● **INSTRUCTION**: Look for the line containing "Objective — one marker per instance of the white building" in the listing below. Retype that line and every subsequent line through the last one, and only those.

● **GIVEN DATA**:
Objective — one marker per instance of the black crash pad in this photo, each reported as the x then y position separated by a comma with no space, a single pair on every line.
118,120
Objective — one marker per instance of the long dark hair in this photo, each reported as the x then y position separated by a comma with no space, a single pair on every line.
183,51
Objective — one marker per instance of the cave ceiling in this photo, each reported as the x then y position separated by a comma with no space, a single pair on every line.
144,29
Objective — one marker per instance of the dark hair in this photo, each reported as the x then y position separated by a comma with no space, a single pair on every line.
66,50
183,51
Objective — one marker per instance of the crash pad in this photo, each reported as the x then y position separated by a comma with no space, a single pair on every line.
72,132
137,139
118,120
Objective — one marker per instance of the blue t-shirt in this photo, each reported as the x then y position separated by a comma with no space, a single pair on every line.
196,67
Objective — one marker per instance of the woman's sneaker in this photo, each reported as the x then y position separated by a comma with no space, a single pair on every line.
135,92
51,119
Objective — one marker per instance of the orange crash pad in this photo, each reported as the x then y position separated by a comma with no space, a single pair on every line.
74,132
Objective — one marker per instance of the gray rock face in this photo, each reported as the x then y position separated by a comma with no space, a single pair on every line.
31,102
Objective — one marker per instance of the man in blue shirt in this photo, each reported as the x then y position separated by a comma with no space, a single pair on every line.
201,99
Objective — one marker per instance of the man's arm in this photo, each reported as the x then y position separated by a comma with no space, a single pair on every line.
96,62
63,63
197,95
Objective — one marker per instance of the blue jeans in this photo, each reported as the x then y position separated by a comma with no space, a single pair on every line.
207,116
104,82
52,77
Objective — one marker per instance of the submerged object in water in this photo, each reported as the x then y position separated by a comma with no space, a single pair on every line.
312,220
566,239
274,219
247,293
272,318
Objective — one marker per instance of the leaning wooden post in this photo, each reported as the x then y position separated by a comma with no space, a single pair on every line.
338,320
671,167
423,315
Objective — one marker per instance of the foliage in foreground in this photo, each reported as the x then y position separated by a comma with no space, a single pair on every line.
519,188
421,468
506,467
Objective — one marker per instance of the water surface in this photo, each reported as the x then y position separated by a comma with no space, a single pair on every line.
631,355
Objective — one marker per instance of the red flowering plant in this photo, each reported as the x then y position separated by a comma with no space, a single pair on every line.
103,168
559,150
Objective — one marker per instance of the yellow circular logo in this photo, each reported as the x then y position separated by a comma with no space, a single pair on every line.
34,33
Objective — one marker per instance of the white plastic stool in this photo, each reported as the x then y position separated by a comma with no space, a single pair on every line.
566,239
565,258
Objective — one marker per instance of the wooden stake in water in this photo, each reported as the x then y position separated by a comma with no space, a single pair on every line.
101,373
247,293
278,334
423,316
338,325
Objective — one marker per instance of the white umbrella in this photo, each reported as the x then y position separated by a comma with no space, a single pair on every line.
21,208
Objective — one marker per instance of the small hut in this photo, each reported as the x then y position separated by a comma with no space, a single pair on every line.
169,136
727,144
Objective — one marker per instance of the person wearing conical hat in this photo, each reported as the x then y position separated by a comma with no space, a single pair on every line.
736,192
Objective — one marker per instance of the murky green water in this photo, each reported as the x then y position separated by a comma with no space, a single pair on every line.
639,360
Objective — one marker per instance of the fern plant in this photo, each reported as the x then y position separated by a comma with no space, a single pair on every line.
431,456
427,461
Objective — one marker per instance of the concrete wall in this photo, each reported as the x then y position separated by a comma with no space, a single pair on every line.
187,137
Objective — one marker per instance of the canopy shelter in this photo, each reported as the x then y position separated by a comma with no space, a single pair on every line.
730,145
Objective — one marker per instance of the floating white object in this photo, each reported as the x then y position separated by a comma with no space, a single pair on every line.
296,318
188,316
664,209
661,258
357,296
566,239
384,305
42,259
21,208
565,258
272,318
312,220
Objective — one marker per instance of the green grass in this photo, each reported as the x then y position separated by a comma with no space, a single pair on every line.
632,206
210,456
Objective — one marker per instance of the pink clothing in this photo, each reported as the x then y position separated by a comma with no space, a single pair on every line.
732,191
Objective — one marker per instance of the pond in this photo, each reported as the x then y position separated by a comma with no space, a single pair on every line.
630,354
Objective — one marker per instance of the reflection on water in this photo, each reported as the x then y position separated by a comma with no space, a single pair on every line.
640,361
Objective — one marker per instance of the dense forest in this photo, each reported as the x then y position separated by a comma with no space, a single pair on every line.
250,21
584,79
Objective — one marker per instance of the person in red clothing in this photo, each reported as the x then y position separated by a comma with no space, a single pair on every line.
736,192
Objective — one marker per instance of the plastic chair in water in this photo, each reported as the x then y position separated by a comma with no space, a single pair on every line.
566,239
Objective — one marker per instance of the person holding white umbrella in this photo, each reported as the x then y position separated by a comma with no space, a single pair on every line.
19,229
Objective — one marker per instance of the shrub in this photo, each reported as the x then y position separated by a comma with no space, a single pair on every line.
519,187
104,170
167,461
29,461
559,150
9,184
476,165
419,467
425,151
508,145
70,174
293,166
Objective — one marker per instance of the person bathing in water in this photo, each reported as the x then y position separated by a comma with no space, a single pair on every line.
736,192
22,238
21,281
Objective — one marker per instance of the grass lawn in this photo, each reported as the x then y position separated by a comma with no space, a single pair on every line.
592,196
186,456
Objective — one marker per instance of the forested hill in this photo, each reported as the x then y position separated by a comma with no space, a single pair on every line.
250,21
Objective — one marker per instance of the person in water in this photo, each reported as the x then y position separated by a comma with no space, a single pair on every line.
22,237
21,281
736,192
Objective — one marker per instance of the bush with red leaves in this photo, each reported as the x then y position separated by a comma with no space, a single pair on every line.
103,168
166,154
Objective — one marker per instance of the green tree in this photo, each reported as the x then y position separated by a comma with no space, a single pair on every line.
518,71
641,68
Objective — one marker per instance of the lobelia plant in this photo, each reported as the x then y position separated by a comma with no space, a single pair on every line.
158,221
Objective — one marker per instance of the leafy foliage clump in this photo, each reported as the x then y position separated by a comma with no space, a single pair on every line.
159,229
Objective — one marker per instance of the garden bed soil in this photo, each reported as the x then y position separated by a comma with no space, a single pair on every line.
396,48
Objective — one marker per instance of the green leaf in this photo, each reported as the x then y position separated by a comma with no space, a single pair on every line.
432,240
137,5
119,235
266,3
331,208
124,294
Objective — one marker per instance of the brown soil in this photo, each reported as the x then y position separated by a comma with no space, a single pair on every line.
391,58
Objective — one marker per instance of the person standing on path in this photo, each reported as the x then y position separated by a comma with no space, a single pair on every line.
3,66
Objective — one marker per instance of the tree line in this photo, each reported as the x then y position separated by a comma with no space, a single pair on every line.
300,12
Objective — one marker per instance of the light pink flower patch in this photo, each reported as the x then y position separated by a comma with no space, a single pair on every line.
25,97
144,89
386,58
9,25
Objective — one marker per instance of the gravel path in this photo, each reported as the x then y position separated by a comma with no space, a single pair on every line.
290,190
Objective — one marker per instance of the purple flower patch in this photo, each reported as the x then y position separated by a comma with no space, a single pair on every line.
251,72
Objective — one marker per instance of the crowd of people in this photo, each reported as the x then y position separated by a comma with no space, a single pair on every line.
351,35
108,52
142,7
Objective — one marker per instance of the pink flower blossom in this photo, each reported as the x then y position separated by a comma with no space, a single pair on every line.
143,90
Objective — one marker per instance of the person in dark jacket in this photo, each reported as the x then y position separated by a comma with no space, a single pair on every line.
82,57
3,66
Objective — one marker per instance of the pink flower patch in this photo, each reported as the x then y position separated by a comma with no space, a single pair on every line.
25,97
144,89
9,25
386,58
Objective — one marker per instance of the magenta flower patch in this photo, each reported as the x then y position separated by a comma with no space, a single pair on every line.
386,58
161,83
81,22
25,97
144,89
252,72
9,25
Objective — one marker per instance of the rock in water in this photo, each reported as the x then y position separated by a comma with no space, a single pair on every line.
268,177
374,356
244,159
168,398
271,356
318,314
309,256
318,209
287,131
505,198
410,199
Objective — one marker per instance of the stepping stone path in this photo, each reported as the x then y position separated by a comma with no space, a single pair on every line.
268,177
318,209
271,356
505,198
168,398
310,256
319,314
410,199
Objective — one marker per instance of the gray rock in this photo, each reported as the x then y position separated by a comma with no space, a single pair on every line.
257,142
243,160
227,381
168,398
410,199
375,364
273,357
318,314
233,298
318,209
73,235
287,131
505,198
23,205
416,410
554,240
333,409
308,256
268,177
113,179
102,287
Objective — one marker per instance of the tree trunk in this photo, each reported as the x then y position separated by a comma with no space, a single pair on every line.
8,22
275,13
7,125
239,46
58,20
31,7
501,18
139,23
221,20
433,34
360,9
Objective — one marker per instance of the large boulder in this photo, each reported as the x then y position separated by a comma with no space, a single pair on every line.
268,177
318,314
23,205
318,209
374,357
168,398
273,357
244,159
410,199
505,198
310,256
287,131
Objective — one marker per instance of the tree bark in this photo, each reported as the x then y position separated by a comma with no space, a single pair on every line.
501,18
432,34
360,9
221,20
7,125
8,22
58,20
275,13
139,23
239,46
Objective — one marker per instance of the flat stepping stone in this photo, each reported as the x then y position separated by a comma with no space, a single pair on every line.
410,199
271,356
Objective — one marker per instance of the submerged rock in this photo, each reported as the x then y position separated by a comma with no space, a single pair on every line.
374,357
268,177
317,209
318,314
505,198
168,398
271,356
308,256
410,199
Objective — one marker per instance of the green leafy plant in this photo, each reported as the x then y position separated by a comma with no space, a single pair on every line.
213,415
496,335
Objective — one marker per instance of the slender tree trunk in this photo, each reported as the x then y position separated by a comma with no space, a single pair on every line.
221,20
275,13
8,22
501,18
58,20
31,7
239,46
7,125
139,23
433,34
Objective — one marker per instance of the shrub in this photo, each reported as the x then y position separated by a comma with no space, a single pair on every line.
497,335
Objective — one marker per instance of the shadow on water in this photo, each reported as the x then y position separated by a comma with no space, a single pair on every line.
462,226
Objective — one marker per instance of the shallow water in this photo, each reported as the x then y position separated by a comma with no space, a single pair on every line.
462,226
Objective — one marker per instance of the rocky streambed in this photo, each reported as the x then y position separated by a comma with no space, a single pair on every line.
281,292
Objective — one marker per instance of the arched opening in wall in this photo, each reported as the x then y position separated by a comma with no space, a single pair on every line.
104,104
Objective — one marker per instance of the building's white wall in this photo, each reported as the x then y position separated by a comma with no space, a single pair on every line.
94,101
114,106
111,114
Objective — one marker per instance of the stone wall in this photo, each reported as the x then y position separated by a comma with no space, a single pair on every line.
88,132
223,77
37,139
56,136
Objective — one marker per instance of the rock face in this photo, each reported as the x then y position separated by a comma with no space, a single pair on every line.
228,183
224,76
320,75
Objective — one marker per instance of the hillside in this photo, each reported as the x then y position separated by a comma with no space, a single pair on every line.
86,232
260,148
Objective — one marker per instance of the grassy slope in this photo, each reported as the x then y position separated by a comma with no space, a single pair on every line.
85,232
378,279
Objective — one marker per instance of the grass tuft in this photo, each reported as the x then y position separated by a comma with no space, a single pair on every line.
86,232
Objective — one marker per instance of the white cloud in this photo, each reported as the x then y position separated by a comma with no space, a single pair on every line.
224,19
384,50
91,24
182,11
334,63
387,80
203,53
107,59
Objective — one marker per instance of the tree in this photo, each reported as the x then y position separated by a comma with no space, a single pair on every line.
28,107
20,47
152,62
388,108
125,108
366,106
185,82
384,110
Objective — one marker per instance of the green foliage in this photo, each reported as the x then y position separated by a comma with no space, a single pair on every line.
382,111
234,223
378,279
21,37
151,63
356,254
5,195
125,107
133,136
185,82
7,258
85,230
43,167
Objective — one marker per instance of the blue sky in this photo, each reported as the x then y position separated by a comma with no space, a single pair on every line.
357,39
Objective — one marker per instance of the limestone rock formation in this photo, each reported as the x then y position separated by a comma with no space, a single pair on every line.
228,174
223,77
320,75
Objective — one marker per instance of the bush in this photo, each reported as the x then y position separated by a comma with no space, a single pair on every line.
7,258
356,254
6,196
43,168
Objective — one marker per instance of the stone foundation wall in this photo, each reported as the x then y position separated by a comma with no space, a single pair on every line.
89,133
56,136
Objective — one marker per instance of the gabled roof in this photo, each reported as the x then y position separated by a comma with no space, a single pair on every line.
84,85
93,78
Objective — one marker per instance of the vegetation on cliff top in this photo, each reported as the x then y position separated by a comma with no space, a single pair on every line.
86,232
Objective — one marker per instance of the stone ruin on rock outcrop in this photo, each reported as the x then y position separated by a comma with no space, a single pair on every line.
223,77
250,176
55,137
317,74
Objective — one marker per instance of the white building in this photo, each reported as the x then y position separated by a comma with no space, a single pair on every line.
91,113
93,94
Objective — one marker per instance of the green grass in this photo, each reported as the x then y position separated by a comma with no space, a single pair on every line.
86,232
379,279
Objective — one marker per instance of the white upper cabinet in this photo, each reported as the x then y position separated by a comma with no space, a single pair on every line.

● **PROBLEM SOLUTION**:
Objective — one marker per instance of the white building in this photo, each reported as the x then y position separated by a comma with no space, a single pair on every line.
91,113
93,94
Objective — one marker per instance of the green grass in this photo, each reported as the x then y position separated by a comma with no space, a single pair on every line.
86,232
379,279
Objective — one marker per instance of the white upper cabinet in this photo, each reported as the x then y position separated by a comma with no space, a single pair on every line.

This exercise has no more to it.